__WHAT THIS TASK INVOLVES__
Each record should be given back exactly, with none missing.

........

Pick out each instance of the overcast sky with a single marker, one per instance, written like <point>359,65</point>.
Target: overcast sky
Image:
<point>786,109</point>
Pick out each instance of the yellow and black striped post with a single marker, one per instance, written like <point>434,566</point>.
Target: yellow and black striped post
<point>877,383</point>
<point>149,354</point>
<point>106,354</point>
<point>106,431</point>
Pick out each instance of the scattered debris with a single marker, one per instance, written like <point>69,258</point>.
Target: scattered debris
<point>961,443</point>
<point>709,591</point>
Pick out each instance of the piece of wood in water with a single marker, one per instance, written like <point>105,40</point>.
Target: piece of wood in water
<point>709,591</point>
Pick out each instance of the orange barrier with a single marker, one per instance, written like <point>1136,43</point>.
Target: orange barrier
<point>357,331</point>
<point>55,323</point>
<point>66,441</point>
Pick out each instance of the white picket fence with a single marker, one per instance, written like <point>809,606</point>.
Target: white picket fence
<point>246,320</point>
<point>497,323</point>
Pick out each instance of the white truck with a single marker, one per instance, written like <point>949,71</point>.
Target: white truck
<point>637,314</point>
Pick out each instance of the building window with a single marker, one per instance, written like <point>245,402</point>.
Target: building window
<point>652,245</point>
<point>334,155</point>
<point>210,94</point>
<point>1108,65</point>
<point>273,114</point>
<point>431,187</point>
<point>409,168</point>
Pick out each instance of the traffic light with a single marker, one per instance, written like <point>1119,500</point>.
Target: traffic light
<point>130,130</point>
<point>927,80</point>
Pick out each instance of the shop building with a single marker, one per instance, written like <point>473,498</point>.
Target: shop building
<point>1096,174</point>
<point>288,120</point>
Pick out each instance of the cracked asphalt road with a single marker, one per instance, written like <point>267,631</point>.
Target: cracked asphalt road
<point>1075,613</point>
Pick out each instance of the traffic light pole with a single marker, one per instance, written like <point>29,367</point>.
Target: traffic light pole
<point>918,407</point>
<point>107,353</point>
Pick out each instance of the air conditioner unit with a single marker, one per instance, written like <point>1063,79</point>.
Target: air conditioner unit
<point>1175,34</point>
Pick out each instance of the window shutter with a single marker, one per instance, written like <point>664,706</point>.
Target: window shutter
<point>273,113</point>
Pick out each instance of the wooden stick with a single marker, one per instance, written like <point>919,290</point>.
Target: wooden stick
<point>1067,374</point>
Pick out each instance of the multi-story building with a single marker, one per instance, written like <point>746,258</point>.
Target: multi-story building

........

__EXERCISE RESPONSE__
Pick out each instance of the overcast sky with a single marker, one per instance, written like <point>359,65</point>.
Target: overcast sky
Image:
<point>786,109</point>
Pick out each instance of the yellow and black striped post with a single marker, one per instance, written like <point>434,566</point>.
Target: yellow and black striped post
<point>877,383</point>
<point>149,354</point>
<point>106,354</point>
<point>106,431</point>
Pick out each instance of the scattered debris with a single marker, one per instance, written like <point>69,258</point>.
Target: scattered debris
<point>961,443</point>
<point>709,591</point>
Pick out each instance of the piece of wood in water with a single marker, one per instance, written like <point>105,40</point>.
Target: piece of wood in water
<point>709,591</point>
Pick out each instance of the orange barrier with a single marker, one per instance, written like <point>1136,43</point>.
Target: orange barrier
<point>357,331</point>
<point>55,323</point>
<point>66,441</point>
Pick out each instance of the white picket fence with a single marker, one per instance, written like <point>809,606</point>.
Target: white picket fence
<point>246,320</point>
<point>497,323</point>
Pick out each instance of the white truck with a single marker, one per instance, written like <point>949,71</point>.
Target: white truck
<point>637,314</point>
Pick out each instance of the building window with a single marker, one per instance, written like <point>245,402</point>.
Target: building window
<point>652,245</point>
<point>334,155</point>
<point>210,94</point>
<point>1108,65</point>
<point>273,114</point>
<point>431,187</point>
<point>409,168</point>
Pick out each instance of the traffic light with a single marker, one per instance, written like <point>1119,500</point>.
Target: traffic light
<point>130,130</point>
<point>927,80</point>
Pick out each instance of the shop building with a single marker, one per instance, written like <point>473,498</point>.
Target: shop building
<point>1096,174</point>
<point>288,120</point>
Pick out each instance of the cracked asphalt road with a single marker, one per instance, written like <point>267,631</point>.
Target: cracked asphalt road
<point>1075,613</point>
Pick out each instance of the traffic light pole with a single marker, one per instance, written like <point>29,367</point>.
Target: traffic light pole
<point>918,407</point>
<point>107,353</point>
Pick out each instance of the air conditioner unit with a single marker, one per instance, written like <point>1063,79</point>.
Target: air conditioner unit
<point>1175,34</point>
Pick out each instance of the window shutter with a single marker, one per instance, written like <point>664,706</point>.
Target: window shutter
<point>273,113</point>
Pick out each instance of the wooden stick with a single marker, one per instance, written like <point>919,290</point>.
Target: wooden stick
<point>1067,374</point>
Pick out each instance of the multi-story building with a single marker, one per instance, written like <point>746,258</point>.
Target: multi-story building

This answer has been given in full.